● **Instructions to follow**: Without the pictures, can you quote each line below exactly?

● **Data to use**:
·····

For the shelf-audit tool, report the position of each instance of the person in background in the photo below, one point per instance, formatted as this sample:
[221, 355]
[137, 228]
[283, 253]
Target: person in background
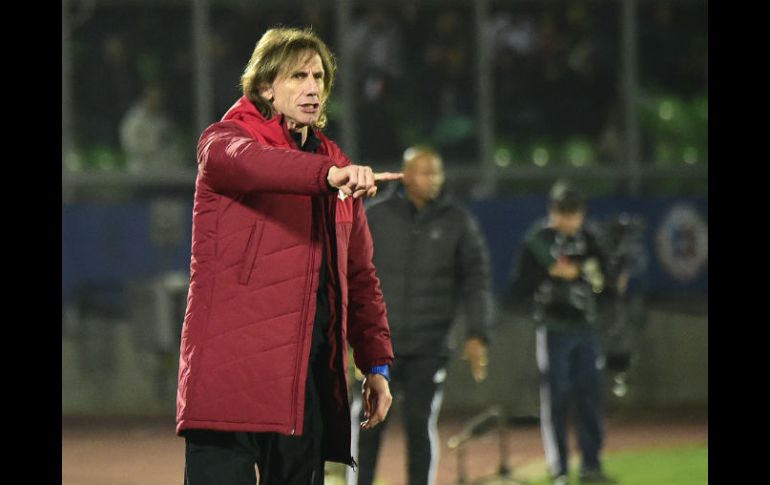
[562, 269]
[431, 257]
[281, 279]
[148, 137]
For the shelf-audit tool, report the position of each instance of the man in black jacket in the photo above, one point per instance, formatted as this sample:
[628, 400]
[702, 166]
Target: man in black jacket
[563, 269]
[430, 256]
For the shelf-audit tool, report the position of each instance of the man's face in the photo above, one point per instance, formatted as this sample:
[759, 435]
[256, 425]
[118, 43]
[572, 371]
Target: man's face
[423, 178]
[567, 223]
[298, 89]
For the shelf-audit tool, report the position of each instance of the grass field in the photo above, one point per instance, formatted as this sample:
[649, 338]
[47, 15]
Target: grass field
[686, 465]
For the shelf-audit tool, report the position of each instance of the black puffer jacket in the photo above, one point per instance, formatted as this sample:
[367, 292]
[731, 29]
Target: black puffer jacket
[429, 262]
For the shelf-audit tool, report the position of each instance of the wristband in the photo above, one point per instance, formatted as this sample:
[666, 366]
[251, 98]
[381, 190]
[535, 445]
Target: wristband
[383, 370]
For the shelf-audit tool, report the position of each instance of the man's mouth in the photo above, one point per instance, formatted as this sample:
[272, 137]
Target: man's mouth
[309, 107]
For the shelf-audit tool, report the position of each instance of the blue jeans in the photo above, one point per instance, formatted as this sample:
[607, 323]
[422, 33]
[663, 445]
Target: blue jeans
[570, 374]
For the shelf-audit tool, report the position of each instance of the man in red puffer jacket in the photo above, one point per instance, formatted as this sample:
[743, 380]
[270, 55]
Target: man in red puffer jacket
[281, 278]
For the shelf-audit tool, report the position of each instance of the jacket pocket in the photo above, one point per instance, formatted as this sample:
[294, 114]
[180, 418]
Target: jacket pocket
[252, 248]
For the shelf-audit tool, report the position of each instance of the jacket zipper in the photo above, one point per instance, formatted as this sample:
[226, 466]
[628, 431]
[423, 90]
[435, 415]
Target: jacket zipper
[309, 283]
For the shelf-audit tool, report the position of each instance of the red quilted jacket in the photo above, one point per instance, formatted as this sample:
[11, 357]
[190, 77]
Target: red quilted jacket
[261, 214]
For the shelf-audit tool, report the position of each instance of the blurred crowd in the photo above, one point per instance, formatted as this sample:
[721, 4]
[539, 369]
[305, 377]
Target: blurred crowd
[555, 73]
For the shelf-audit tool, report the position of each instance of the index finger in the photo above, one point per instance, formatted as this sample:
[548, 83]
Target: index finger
[384, 176]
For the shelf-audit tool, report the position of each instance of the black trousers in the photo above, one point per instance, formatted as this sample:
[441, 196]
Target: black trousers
[229, 458]
[570, 369]
[419, 381]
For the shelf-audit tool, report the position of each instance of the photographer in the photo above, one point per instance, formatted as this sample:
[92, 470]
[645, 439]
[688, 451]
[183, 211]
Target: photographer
[563, 269]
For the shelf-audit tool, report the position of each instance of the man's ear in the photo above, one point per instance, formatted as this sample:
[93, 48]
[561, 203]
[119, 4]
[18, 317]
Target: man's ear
[267, 93]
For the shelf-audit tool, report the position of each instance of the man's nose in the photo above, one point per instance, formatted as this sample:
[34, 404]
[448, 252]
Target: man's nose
[312, 86]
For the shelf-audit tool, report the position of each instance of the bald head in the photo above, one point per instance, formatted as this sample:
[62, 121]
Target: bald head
[423, 174]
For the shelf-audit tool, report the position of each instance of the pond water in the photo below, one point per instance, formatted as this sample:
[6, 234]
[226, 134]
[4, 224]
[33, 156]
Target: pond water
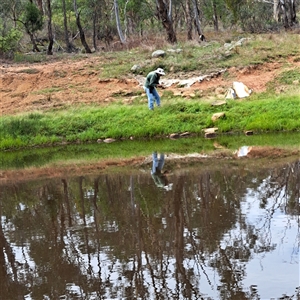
[218, 230]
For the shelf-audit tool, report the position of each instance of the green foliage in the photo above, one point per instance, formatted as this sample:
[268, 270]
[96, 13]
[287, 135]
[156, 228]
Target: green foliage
[9, 40]
[33, 18]
[257, 18]
[288, 77]
[91, 123]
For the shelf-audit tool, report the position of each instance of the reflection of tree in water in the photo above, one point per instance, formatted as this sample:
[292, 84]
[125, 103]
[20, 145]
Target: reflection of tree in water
[114, 235]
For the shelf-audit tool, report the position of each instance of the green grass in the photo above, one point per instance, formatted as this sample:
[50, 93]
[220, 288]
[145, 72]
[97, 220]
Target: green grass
[89, 123]
[269, 111]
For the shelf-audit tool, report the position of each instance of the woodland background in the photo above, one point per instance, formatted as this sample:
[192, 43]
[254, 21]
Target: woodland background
[97, 25]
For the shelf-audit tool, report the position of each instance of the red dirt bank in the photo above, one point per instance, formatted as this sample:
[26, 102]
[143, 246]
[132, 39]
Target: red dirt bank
[38, 87]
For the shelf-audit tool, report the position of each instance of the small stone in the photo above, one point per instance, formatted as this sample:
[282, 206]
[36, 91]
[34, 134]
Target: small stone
[109, 140]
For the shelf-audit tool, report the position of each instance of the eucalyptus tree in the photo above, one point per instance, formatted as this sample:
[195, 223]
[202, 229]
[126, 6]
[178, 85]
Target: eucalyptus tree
[80, 28]
[49, 25]
[32, 20]
[164, 9]
[285, 10]
[120, 31]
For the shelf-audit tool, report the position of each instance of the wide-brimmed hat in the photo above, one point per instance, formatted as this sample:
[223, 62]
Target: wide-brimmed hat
[160, 71]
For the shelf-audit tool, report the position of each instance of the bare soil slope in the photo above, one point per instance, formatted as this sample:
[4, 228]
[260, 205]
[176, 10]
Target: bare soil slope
[42, 86]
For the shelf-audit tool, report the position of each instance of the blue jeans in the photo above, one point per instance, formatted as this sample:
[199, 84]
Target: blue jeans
[152, 97]
[157, 163]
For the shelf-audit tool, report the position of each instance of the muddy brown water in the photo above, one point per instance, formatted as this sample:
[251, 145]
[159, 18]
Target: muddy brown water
[225, 230]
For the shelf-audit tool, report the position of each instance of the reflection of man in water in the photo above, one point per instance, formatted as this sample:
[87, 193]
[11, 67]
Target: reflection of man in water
[157, 164]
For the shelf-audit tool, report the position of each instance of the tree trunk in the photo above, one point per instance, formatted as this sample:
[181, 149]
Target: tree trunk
[66, 33]
[34, 45]
[166, 21]
[81, 31]
[215, 16]
[188, 20]
[276, 7]
[50, 33]
[121, 36]
[293, 17]
[196, 16]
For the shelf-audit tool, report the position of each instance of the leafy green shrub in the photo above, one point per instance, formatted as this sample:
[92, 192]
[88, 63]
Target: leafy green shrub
[9, 40]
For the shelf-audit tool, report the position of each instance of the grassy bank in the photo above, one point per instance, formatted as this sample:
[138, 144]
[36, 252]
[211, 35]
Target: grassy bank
[269, 111]
[84, 124]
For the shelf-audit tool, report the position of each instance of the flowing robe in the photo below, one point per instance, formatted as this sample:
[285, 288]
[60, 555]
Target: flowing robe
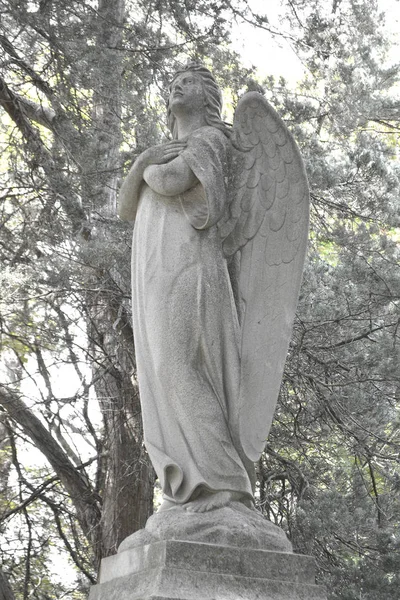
[186, 330]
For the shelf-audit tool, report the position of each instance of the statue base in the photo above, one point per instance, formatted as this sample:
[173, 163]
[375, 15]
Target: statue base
[183, 570]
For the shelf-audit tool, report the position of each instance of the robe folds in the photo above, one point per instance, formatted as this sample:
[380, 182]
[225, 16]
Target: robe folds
[187, 333]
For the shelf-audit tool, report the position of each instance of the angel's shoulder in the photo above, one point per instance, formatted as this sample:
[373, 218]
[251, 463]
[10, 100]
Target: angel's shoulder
[210, 134]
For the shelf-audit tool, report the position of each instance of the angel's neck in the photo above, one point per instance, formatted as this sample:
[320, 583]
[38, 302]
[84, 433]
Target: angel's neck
[189, 123]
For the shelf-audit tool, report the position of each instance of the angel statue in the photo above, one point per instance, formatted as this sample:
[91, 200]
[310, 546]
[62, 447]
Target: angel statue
[221, 223]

·····

● **Task answer**:
For the shelf-audit tool, report the position of each instance of the person in background in the photo below, one point per instance, formatted as this sample:
[221, 355]
[137, 228]
[283, 253]
Target: person in background
[562, 269]
[431, 257]
[281, 279]
[148, 137]
For the shelf-audit tool, report the position of each instance of the man in black jacket in the photo above, one point per instance, formatted as this sample:
[628, 400]
[702, 166]
Target: man in black jacket
[563, 269]
[430, 256]
For the shelf-audit tool, report the position of each instance of the man's face in the photo above, one point per instance, formatted as this sample:
[759, 435]
[256, 425]
[118, 43]
[572, 371]
Target: man's face
[423, 178]
[567, 223]
[298, 89]
For the shelf-audit tool, report the position of each instance of the grass field in the photo above, one point per instance, formatted as this sample:
[649, 338]
[47, 15]
Target: grass field
[686, 465]
For the shelf-audit tool, report the position of each instance of the black puffer jacket in the photo above, one point per instance, formatted as this sample:
[367, 292]
[731, 29]
Target: black puffer jacket
[429, 262]
For the shelf-audit tool, report the position of each instance of the wristband in the photo above, one point per instance, formatted as this sample:
[666, 366]
[251, 98]
[381, 190]
[535, 445]
Target: wristband
[383, 370]
For the shelf-audit tool, report the position of each instance of the man's mouth in the photo above, one point per instance, formatted as this sample:
[272, 137]
Target: man's mouth
[309, 107]
For the shelf-audit tool, report the position of each instance of the blue jeans in the photo above, one point per instance, formatted as this sample:
[607, 323]
[422, 33]
[663, 445]
Target: blue jeans
[570, 374]
For the shelf-audit tool, report the position of each instance of the man in red puffer jacket in the photo above, one point per instance, formatted as this sample:
[743, 380]
[270, 55]
Target: man in red puffer jacket
[281, 278]
For the shelf-audit tool, report the position of each instance of the jacket pocket in the photo above, one point per instance, formatted as this sample:
[294, 114]
[180, 418]
Target: jacket pocket
[252, 248]
For the shelf-audit tool, report the position of each instance of the jacket zipper in the photo above, one point per instance, formatted as this sample:
[226, 466]
[628, 431]
[423, 90]
[435, 415]
Target: jacket zipper
[309, 283]
For the shelf-audit tool, report the position of each instance of the red quilted jacket in the photo above, one point per instance, formatted as this sample:
[11, 357]
[190, 77]
Target: red quilted jacket
[261, 214]
For the shelf-audit tool, report the position of each instance of the blurred crowd in the photo above, one point per instance, formatted as this sample:
[721, 4]
[539, 369]
[305, 377]
Target: blurred crowd
[555, 73]
For the shelf-audit tool, report the position of each instance of the index finger in the photo above, one point per instance, formatted as this sample:
[548, 83]
Target: index finger
[384, 176]
For the shelf-audit tool, report the position of each instance of the black trousers in the photo above, one point per instance, formatted as this sample:
[441, 196]
Target: black trousers
[229, 458]
[570, 369]
[419, 381]
For the shelf-audit tool, report the position of each instance of the photographer in the photo above, one point per instance, formatted as this sample:
[92, 470]
[645, 439]
[688, 451]
[183, 211]
Target: photographer
[563, 269]
For the shelf-audit tool, report the position of each instance of the man's ear in the photo above, one point per instance, formatted as this sample:
[93, 48]
[561, 203]
[119, 4]
[18, 317]
Target: man's ear
[267, 93]
For the shelf-audit tool, report the position of each instance of the man's nose in the photo above, one point per instance, formatted as this sample:
[34, 404]
[448, 252]
Target: man's nose
[312, 86]
For the shelf-audit tool, report the position of each instance of the bald head in the photo above, one point per instance, formatted as this sample:
[62, 121]
Target: bald head
[423, 174]
For the shelf-audit tool, report the position of each instance of the pond water in the photo below, one point per instance, formatted as this sample:
[6, 234]
[226, 134]
[4, 224]
[33, 156]
Target: pond water
[218, 230]
For the shelf-audit tool, report the position of each instance of the green foliage in the photo above, one point per instance, formatted as this sample:
[268, 270]
[96, 13]
[287, 135]
[156, 228]
Target: green foliage
[9, 40]
[33, 18]
[257, 18]
[288, 77]
[91, 123]
For the shelf-audit tool, report the position of each instance of the reflection of tree in water in the photo above, one point per instance, formatted as this sample:
[292, 84]
[125, 103]
[20, 145]
Target: reflection of tree in water
[114, 235]
For the shelf-audit tool, report the position of each instance of the green grass in the photo above, one point per instance, formatted as this sample:
[50, 93]
[220, 288]
[145, 72]
[97, 220]
Target: green grass
[89, 123]
[269, 111]
For the shelf-audit tool, report the position of each instance of the woodland background in the photo above, one point per instance, formatted as this sample:
[192, 43]
[254, 21]
Target: woodland background
[97, 25]
For the shelf-audit tool, report the position of each instance of the red dirt bank in the photo above, one point per instance, formatted as this sample:
[26, 102]
[143, 246]
[132, 39]
Target: red dirt bank
[38, 87]
For the shelf-audit tool, report the position of each instance of the small stone in the photo above, one point per instance, formatted as this sample:
[282, 206]
[36, 91]
[34, 134]
Target: small stone
[109, 140]
For the shelf-audit tool, report the position of each instance of the eucalyptus tree in the photo above, one point per instance, formatted as this sample:
[195, 223]
[202, 229]
[126, 6]
[178, 85]
Target: eucalyptus tree
[80, 28]
[49, 25]
[32, 20]
[164, 9]
[285, 10]
[120, 31]
For the shelf-audit tool, report the position of each instance of the wide-brimmed hat in the photo above, one point per instance, formatted as this sample:
[223, 62]
Target: wide-brimmed hat
[160, 71]
For the shelf-audit tool, report the position of each instance of the bare soil slope in the photo above, one point per instance, formatted as this sample:
[4, 228]
[260, 205]
[176, 10]
Target: bare soil slope
[42, 86]
For the shelf-audit tool, report the position of each instance of the blue jeans in the photo above, one point per instance, formatted as this sample:
[199, 84]
Target: blue jeans
[152, 97]
[157, 163]
For the shelf-audit tool, report the position of each instance of the muddy brown water in the photo above, one point per instance, formatted as this sample:
[251, 145]
[159, 18]
Target: muddy brown water
[225, 230]
For the shelf-audit tool, report the position of each instance of the reflection of man in water in the photo above, one point per instance, formatted as this sample:
[87, 193]
[11, 67]
Target: reflection of man in water
[157, 164]
For the shelf-audit tool, report the position of each instance of the tree trunk in the photo above, one point per instance, formatted as this sample:
[181, 149]
Target: tree trunk
[66, 33]
[34, 45]
[166, 21]
[81, 31]
[215, 16]
[188, 20]
[276, 7]
[50, 33]
[121, 36]
[293, 17]
[196, 16]
For the shelf-audit tool, report the position of each instance of the leafy green shrub in the photo above, one point per instance, formatted as this sample:
[92, 192]
[88, 63]
Target: leafy green shrub
[9, 40]
For the shelf-audit tool, report the position of each instance of the grassy bank in the photo above, one point per instance, formatted as this sample:
[138, 144]
[36, 252]
[211, 35]
Target: grassy bank
[269, 111]
[84, 124]
For the shelf-audit tool, report the position of each instance of the flowing robe in the photo below, one point per instance, formatted as this sample:
[285, 288]
[60, 555]
Target: flowing robe
[186, 330]
For the shelf-audit tool, report the position of each instance of the statue base in the photo above, one point per instance, formatted as this sample:
[173, 163]
[375, 15]
Target: statue base
[183, 570]
For the shelf-audit tool, report the position of each instance of the robe folds in the photo above, one point per instance, formatted as this sample:
[380, 182]
[225, 16]
Target: robe folds
[187, 333]
For the shelf-audit tool, report the position of each instance of the angel's shoulder in the photo above, one point per instance, formatted as this sample:
[373, 218]
[251, 463]
[10, 100]
Target: angel's shoulder
[210, 134]
For the shelf-audit tool, report the position of each instance of the angel's neck in the photo above, one point per instance, formatted as this sample:
[320, 583]
[38, 302]
[84, 433]
Target: angel's neck
[189, 123]
For the shelf-audit tool, report the position of each instance of the angel statue in the photo above, one point per instance, formatted as this sample:
[91, 200]
[310, 546]
[62, 447]
Target: angel statue
[221, 223]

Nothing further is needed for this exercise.